> **Obiettivo A**
Secondo il testo su «Adriatico amarissimo», in quali periodi l'autore suddivide i sette decenni di cui tratta?

> **Testo fornito**
Su "Adriatico amarissimo. Una lunga storia di violenza" di Raoul Pupo (Laterza)

TRIESTE. Un manuale ragionato per l’uso corretto della storia, è questo “Adriatico Amarissimo”, sottotitolo “Una lunga storia di violenza” (Laterza Editori, pagg. 298 pagine, euro 20) l’ultimo libro dello storico triestino Raoul Pupo - da oggi nelle librerie - che guida i lettori attraverso le tempeste che hanno funestato la costa orientale del nostro mare dal tardo periodo asburgico alla seconda guerra mondiale, al suo lunghissimo dopoguerra. Anni in cui sono avvenuti cambiamenti sconvolgenti, sui quali i politici hanno speculato, utilizzando narrazioni sedimentate nel tempo e divenute “storia ufficiale”.

Ma la storia devono farla gli storici, con scienza e coscienza, avendo il coraggio di denunciare le manipolazioni, non nascondendo dubbi, perplessità, falsificazioni. Come fa Pupo riprendendo i discorsi avviati nei libri precedenti. L’autore divide questi sette decenni in tre periodi: la stagione delle fiamme, la stagione delle stragi e la stagione del lungo dopoguerra.

> **Obiettivo B**
Rendi come CSV a due colonne, «testo» e «risultato», le righe dei dati registrati dalla riga che contiene "compact like (106,122)." fino all'ultima riga inclusa. Metti una linea per ogni testo con il relativo risultato, ciascuno in un campo tra virgolette e con gli a capo sostituiti da spazi.

> **Dati registrati**
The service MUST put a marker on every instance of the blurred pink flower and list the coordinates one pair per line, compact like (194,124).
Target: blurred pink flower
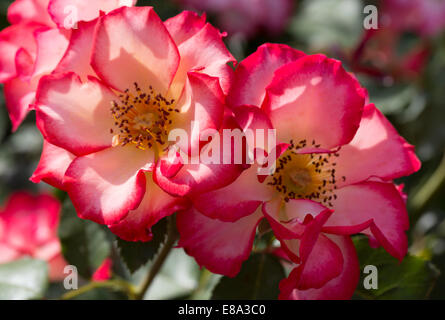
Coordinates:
(378,53)
(28,227)
(246,17)
(103,273)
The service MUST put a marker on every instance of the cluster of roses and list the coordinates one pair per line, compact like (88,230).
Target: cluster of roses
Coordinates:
(108,93)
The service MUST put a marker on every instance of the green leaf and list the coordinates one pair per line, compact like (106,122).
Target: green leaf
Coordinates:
(84,243)
(137,254)
(414,278)
(177,279)
(258,279)
(23,279)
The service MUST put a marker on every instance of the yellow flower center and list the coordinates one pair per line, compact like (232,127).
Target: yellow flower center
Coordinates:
(305,175)
(143,119)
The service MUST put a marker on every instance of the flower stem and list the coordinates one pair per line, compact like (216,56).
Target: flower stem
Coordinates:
(172,236)
(428,189)
(113,284)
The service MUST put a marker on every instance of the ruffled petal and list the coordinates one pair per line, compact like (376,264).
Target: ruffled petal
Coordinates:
(133,45)
(288,219)
(377,150)
(203,52)
(66,13)
(324,101)
(201,109)
(106,185)
(239,199)
(323,262)
(339,288)
(19,95)
(73,115)
(198,176)
(184,25)
(219,246)
(78,54)
(384,212)
(51,46)
(12,39)
(53,164)
(255,73)
(155,205)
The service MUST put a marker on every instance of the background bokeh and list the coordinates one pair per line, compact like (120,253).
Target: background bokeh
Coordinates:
(403,67)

> **Soluzione A**
In tre periodi: la stagione delle fiamme, la stagione delle stragi e la stagione del lungo dopoguerra.

> **Soluzione B**
testo,risultato
"The service MUST put a marker on every instance of the green leaf and list the coordinates one pair per line, compact like (106,122). Target: green leaf Coordinates:","(84,243) (137,254) (414,278) (177,279) (258,279) (23,279)"
"The service MUST put a marker on every instance of the yellow flower center and list the coordinates one pair per line, compact like (232,127). Target: yellow flower center Coordinates:","(305,175) (143,119)"
"The service MUST put a marker on every instance of the flower stem and list the coordinates one pair per line, compact like (216,56). Target: flower stem Coordinates:","(172,236) (428,189) (113,284)"
"The service MUST put a marker on every instance of the ruffled petal and list the coordinates one pair per line, compact like (376,264). Target: ruffled petal Coordinates:","(133,45) (288,219) (377,150) (203,52) (66,13) (324,101) (201,109) (106,185) (239,199) (323,262) (339,288) (19,95) (73,115) (198,176) (184,25) (219,246) (78,54) (384,212) (51,46) (12,39) (53,164) (255,73) (155,205)"
"The service MUST put a marker on every instance of the background bokeh and list the coordinates one pair per line, compact like (120,253). Target: background bokeh Coordinates:","(403,67)"